**SUPPLIED PASSAGE:**

Mini-PCNL for Lahme kidney stones
Lahme Mini-PCNL is a minimally invasive surgical procedure for larger kidney stones in which a thin tube is inserted into the kidney after making an ultrasound-guided puncture through the skin. The kidney stone can then be crushed with the laser and then the fragments flushed out through the tube. Mini PCNL as a procedure for adults was developed by Prof. Sven Lahme, MD, and published in 2011. Since then, this surgical procedure has established itself worldwide as the procedure of choice for large kidney stones. Prof. Lahme has demonstrated these procedures in many countries during guest surgeries. In 2016, he received a visiting professorship in Guangzhou, China, for his scientific work on this topic. You can find out more about the Mini-PCNL in the video here.
|Indication||Kidney stones > 2cm|
|Procedure||Disintegration of the kidney stone with a laser. Removal of the kidney stones through the skin.|
|Surgery time||Approx. 1 hour|
|Clinic stay||3-4 days|
|Note||General anaesthesia recommended|
Questions about the Mini-PCNL
Mini-PCNL is an abbreviation for minimally invasive percutaneous nephrolithopaxy. It is a procedure to remove larger kidney stones, in which all fragments are removed from the kidney via a tube after the stone has been crushed with a laser. Mini-PCNL is performed with a miniaturised instruments that has only about 20% of the cross-sectional area of a conventional nephroscope. This makes the Mini-PCNL much gentler and less likely to cause complications.
The guidelines of national and international urological societies recommend PCNL for stones with a diameter of 2 cm or more. Depending on the location of the stone and other circumstances, a Mini-PCNL can also be performed on kidney stones as small as 1 cm.
Yes, the Mini-PCNL can be performed on children from 6 months of age up to patients of advanced ages. The method can also be performed on most positional anomalies of the kidneys, such as horseshoe kidneys. The Mini-PCNL is not advisable only for patients with blood coagulation disorders.
The Mini-PCNL is performed with a miniaturised nephroscope that has a diameter of <4mm. The standard nephroscope has a diameter of approx. 8.5mm. The cross-sectional area of standard nephroscopes is therefore about five times larger. Miniaturisation makes access to the kidney less dangerous and lowers the risks of complications, such as bleeding. In a Mini-PCNL, the stones are crushed by the laser so that they only need to be rinsed out. With standard PCNL, the stone fragments typically have to be pulled out with grasping forceps.
Using ultrasound control, the hollow system of the kidney is punctured with a thin needle. Using radiological control, a guide wire is inserted and the puncture channel is widened so that a tube can be inserted. The mini-nephroscope is pushed into the hollow system of the kidney through this tube, and the urinary stone treatment can then be carried out.

**COMPLETE THE FOLLOWING:**
1. What diameter does the Mini-PCNL page give for the miniaturised nephroscope used in a Mini-PCNL?
2. Transcribe the Mini-PCNL page, starting with "The Mini-PCNL is performed" and going on through "be carried out.".

**AVAILABLE DATA:**

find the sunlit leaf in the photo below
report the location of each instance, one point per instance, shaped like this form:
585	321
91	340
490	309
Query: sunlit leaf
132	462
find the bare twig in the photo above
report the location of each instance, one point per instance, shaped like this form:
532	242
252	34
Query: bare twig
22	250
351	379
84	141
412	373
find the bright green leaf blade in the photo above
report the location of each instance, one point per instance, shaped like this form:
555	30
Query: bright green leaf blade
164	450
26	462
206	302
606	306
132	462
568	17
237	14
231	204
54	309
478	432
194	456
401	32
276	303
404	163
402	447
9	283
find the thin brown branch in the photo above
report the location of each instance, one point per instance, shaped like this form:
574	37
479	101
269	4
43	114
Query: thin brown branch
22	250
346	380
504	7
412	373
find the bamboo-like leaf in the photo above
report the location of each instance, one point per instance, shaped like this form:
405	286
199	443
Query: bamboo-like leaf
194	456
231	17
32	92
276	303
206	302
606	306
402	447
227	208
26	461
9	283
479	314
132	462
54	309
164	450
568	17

**YOUR RESPONSES:**
1. Less than 4 mm.

2.
The Mini-PCNL is performed with a miniaturised nephroscope that has a diameter of <4mm. The standard nephroscope has a diameter of approx. 8.5mm. The cross-sectional area of standard nephroscopes is therefore about five times larger. Miniaturisation makes access to the kidney less dangerous and lowers the risks of complications, such as bleeding. In a Mini-PCNL, the stones are crushed by the laser so that they only need to be rinsed out. With standard PCNL, the stone fragments typically have to be pulled out with grasping forceps.
Using ultrasound control, the hollow system of the kidney is punctured with a thin needle. Using radiological control, a guide wire is inserted and the puncture channel is widened so that a tube can be inserted. The mini-nephroscope is pushed into the hollow system of the kidney through this tube, and the urinary stone treatment can then be carried out.